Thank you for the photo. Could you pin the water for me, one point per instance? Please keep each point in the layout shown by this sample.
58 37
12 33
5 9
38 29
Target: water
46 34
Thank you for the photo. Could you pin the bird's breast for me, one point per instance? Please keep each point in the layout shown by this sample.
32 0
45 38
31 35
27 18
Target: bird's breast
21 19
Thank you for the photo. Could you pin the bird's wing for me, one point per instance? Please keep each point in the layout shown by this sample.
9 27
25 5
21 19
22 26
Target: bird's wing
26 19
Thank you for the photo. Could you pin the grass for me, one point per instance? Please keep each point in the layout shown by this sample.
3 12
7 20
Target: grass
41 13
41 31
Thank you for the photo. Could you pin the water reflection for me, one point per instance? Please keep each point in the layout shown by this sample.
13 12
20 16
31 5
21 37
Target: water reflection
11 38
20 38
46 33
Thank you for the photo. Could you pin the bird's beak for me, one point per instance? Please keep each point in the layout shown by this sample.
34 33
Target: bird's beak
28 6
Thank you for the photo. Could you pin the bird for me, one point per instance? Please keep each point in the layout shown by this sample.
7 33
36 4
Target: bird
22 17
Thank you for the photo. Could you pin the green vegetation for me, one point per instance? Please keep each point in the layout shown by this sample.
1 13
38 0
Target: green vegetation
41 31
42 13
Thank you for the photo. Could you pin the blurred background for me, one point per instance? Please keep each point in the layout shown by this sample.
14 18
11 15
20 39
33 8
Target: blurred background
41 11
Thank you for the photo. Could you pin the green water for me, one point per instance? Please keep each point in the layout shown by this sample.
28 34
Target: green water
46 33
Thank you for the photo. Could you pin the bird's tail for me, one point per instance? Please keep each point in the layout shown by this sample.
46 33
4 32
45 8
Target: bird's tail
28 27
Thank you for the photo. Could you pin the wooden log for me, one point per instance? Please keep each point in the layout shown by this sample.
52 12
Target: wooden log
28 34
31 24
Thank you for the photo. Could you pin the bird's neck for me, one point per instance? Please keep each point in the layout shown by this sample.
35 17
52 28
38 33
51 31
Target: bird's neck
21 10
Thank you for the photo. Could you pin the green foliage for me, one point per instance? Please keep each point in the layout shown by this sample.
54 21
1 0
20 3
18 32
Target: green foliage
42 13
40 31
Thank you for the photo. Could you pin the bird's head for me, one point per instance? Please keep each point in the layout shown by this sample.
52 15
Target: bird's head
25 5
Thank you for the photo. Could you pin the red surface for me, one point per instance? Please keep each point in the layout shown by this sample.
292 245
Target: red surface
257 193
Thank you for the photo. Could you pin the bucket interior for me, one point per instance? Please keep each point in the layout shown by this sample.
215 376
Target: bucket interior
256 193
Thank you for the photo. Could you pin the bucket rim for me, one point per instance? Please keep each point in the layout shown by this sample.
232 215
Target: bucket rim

^^^^^^^^^^^^^^^^

TASK PROMPT
Please rewrite every line of the records above as a Markdown table with the columns "Row" and "Entry," numbering the rows in order and leaving out blank lines.

ANSWER TO THE PROBLEM
| Row | Entry |
|---|---|
| 1 | Thank you for the photo. Could you pin the water for me, one point per instance? Please keep each point in the layout shown by this sample. |
| 2 | 58 37 |
| 3 | 12 33 |
| 4 | 5 9 |
| 5 | 38 29 |
| 6 | Target: water |
| 7 | 46 34 |
| 8 | Thank you for the photo. Could you pin the bird's breast for me, one point per instance? Please keep each point in the layout shown by this sample. |
| 9 | 32 0 |
| 10 | 45 38 |
| 11 | 31 35 |
| 12 | 27 18 |
| 13 | Target: bird's breast |
| 14 | 21 19 |
| 15 | Thank you for the photo. Could you pin the bird's wing for me, one point per instance? Please keep each point in the layout shown by this sample. |
| 16 | 9 27 |
| 17 | 25 5 |
| 18 | 21 19 |
| 19 | 22 26 |
| 20 | Target: bird's wing |
| 21 | 26 19 |
| 22 | Thank you for the photo. Could you pin the grass for me, one point per instance? Please keep each point in the layout shown by this sample. |
| 23 | 3 12 |
| 24 | 7 20 |
| 25 | Target: grass |
| 26 | 41 13 |
| 27 | 41 31 |
| 28 | Thank you for the photo. Could you pin the water reflection for me, one point per instance? Please keep each point in the layout shown by this sample. |
| 29 | 13 12 |
| 30 | 20 16 |
| 31 | 31 5 |
| 32 | 21 37 |
| 33 | Target: water reflection |
| 34 | 11 38 |
| 35 | 20 38 |
| 36 | 46 33 |
| 37 | Thank you for the photo. Could you pin the bird's beak for me, one point per instance? Please keep each point in the layout shown by this sample. |
| 38 | 34 33 |
| 39 | Target: bird's beak |
| 40 | 28 6 |
| 41 | Thank you for the photo. Could you pin the bird for me, one point per instance? Please keep each point in the layout shown by this sample. |
| 42 | 7 33 |
| 43 | 36 4 |
| 44 | Target: bird |
| 45 | 22 17 |
| 46 | Thank you for the photo. Could you pin the green vegetation for me, one point per instance? Please keep each point in the layout shown by this sample. |
| 47 | 1 13 |
| 48 | 38 0 |
| 49 | Target: green vegetation |
| 50 | 41 31 |
| 51 | 42 13 |
| 52 | Thank you for the photo. Could you pin the blurred background for me, one point per instance? Please keep each point in the layout shown by this sample. |
| 53 | 14 18 |
| 54 | 11 15 |
| 55 | 20 39 |
| 56 | 33 8 |
| 57 | Target: blurred background |
| 58 | 41 11 |
| 59 | Thank you for the photo. Could you pin the green water for me, one point per instance? Please keep each point in the layout shown by this sample. |
| 60 | 28 34 |
| 61 | Target: green water |
| 62 | 46 33 |
| 63 | Thank you for the photo. Could you pin the bird's tail for me, one point per instance? Please keep each point in the layout shown by this sample. |
| 64 | 46 33 |
| 65 | 4 32 |
| 66 | 45 8 |
| 67 | Target: bird's tail |
| 68 | 28 27 |
| 69 | Thank you for the photo. Could you pin the wooden log for me, one point per instance? Please keep each point in the layout shown by this sample. |
| 70 | 52 12 |
| 71 | Target: wooden log |
| 72 | 28 34 |
| 73 | 31 24 |
| 74 | Thank you for the photo. Could you pin the bird's neck for me, one point per instance? Please keep each point in the layout shown by this sample. |
| 75 | 35 17 |
| 76 | 52 28 |
| 77 | 38 33 |
| 78 | 51 31 |
| 79 | Target: bird's neck |
| 80 | 21 10 |
| 81 | Thank you for the photo. Could you pin the green foliage for me, one point per instance? Please keep each point in the layout shown by this sample. |
| 82 | 54 21 |
| 83 | 1 0 |
| 84 | 20 3 |
| 85 | 18 32 |
| 86 | Target: green foliage |
| 87 | 42 13 |
| 88 | 40 31 |
| 89 | Thank you for the photo. Could you pin the bird's head for me, one point per instance? Please keep each point in the layout shown by this sample. |
| 90 | 52 15 |
| 91 | Target: bird's head |
| 92 | 25 5 |
| 93 | Thank you for the photo. Could you pin the red surface for me, one point per instance? Please keep each point in the layout shown by this sample. |
| 94 | 292 245 |
| 95 | Target: red surface |
| 96 | 257 193 |
| 97 | Thank you for the photo. Could you pin the bucket interior for me, one point per instance? Please keep each point in the layout shown by this sample. |
| 98 | 215 376 |
| 99 | Target: bucket interior |
| 100 | 256 193 |
| 101 | Thank you for the photo. Could you pin the bucket rim for me, one point per instance? Please keep each point in the layout shown by this sample. |
| 102 | 232 215 |
| 103 | Target: bucket rim |